WORK TO BE COMPLETED:
The records below are to be duplicated exactly as they appear.

Stored records:
———

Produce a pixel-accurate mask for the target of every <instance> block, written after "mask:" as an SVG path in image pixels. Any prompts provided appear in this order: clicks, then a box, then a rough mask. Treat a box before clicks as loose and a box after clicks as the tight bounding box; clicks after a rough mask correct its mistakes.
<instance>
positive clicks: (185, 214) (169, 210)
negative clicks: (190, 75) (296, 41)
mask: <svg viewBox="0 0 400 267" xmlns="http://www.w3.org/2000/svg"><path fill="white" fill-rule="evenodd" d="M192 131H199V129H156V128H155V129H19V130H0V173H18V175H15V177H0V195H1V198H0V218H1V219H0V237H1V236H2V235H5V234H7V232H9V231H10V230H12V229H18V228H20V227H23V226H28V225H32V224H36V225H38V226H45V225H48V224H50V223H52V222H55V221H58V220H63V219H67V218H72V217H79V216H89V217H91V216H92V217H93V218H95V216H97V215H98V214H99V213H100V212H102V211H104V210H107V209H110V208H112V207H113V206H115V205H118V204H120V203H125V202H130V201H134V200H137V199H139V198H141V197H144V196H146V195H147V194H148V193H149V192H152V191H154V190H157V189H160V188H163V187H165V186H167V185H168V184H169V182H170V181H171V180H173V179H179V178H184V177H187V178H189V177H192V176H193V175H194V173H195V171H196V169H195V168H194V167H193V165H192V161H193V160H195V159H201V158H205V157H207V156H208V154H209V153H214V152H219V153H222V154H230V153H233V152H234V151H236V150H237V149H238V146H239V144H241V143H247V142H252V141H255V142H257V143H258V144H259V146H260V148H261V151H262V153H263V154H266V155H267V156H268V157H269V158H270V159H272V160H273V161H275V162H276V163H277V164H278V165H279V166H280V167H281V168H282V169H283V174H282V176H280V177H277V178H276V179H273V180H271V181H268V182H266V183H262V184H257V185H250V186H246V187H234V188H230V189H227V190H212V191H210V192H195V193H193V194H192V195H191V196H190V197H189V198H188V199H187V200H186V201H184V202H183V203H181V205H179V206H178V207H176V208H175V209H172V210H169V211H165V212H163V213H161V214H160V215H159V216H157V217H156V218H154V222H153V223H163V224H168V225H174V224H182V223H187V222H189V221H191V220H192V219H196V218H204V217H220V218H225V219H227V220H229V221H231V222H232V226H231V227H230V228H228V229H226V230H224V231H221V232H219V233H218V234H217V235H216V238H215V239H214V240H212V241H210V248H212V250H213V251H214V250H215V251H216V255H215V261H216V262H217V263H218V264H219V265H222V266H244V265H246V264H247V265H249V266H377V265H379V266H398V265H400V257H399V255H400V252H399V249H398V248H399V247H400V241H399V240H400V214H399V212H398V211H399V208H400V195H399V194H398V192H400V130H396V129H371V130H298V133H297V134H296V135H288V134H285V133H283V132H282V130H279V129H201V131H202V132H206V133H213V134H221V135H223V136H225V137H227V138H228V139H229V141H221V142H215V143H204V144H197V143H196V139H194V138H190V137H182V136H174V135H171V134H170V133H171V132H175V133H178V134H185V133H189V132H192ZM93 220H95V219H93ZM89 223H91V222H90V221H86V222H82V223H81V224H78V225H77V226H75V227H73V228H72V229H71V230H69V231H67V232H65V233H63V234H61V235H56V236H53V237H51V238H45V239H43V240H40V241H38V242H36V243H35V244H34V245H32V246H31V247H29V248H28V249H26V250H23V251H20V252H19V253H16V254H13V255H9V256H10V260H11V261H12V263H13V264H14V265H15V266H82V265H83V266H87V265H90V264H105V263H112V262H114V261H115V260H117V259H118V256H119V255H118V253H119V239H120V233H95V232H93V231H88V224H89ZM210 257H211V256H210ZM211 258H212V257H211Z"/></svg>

———

EXERCISE OUTPUT:
Produce a pixel-accurate mask for the target of every <instance> block, written after "mask:" as an SVG path in image pixels. Any prompts provided appear in this order: clicks, then a box, then a rough mask. Treat a box before clicks as loose and a box after clicks as the tight bounding box; clicks after a rough mask correct its mistakes.
<instance>
positive clicks: (185, 214) (169, 210)
negative clicks: (190, 75) (296, 41)
mask: <svg viewBox="0 0 400 267" xmlns="http://www.w3.org/2000/svg"><path fill="white" fill-rule="evenodd" d="M192 131H199V129H156V128H155V129H19V130H0V173H18V175H15V177H0V195H1V198H0V218H1V219H0V237H1V236H2V235H5V234H7V232H9V231H10V230H12V229H18V228H20V227H23V226H28V225H32V224H36V225H38V226H45V225H48V224H50V223H52V222H55V221H58V220H63V219H67V218H72V217H79V216H89V217H91V216H92V217H93V218H95V216H97V215H98V214H99V213H100V212H102V211H104V210H107V209H110V208H112V207H113V206H115V205H118V204H120V203H125V202H130V201H134V200H137V199H139V198H141V197H144V196H146V195H147V194H148V193H149V192H152V191H154V190H157V189H160V188H163V187H165V186H167V185H168V184H169V182H170V181H171V180H173V179H179V178H184V177H187V178H189V177H192V176H193V175H194V173H195V171H196V169H195V168H194V167H193V165H192V161H193V160H195V159H201V158H205V157H207V156H208V154H209V153H214V152H219V153H222V154H230V153H233V152H234V151H236V150H237V149H238V146H239V144H241V143H247V142H252V141H255V142H257V143H258V144H259V146H260V148H261V151H262V153H263V154H266V155H267V156H268V157H269V158H270V159H272V160H273V161H275V162H276V163H277V164H278V165H279V166H280V167H281V168H282V169H283V174H282V176H280V177H277V178H276V179H273V180H271V181H268V182H266V183H262V184H257V185H250V186H246V187H234V188H230V189H227V190H212V191H210V192H195V193H193V194H192V195H191V196H190V197H189V198H188V199H187V200H186V201H184V202H183V203H181V205H179V206H178V207H176V208H175V209H172V210H169V211H165V212H163V213H161V214H160V215H159V216H157V217H156V218H154V222H153V223H163V224H168V225H174V224H182V223H187V222H189V221H191V220H192V219H196V218H204V217H220V218H225V219H227V220H229V221H231V222H232V226H231V227H230V228H228V229H226V230H224V231H221V232H219V233H218V234H217V235H216V238H215V239H214V240H212V241H210V248H212V250H213V251H214V250H215V251H216V255H215V261H216V262H217V263H218V264H219V265H222V266H244V265H246V264H247V265H249V266H377V265H379V266H398V265H400V257H399V255H400V252H399V249H398V248H399V247H400V241H399V240H400V214H399V212H398V211H399V208H400V195H399V194H398V192H400V130H396V129H371V130H298V133H297V134H296V135H288V134H285V133H283V132H282V130H279V129H201V131H202V132H206V133H213V134H221V135H223V136H225V137H227V138H228V139H229V141H221V142H215V143H204V144H197V143H196V139H194V138H190V137H182V136H174V135H171V134H170V133H171V132H175V133H178V134H185V133H189V132H192ZM93 220H95V219H93ZM89 223H91V222H90V221H86V222H82V223H81V224H78V225H77V226H75V227H73V228H72V229H71V230H69V231H67V232H65V233H63V234H61V235H56V236H53V237H51V238H45V239H43V240H40V241H38V242H36V243H35V244H34V245H32V246H31V247H29V248H28V249H26V250H23V251H20V252H19V253H16V254H13V255H9V256H10V260H11V261H12V263H13V264H14V265H15V266H82V265H83V266H87V265H90V264H105V263H112V262H114V261H115V260H117V259H118V256H119V255H118V253H119V239H120V233H95V232H93V231H88V224H89ZM210 257H211V256H210ZM211 258H212V257H211Z"/></svg>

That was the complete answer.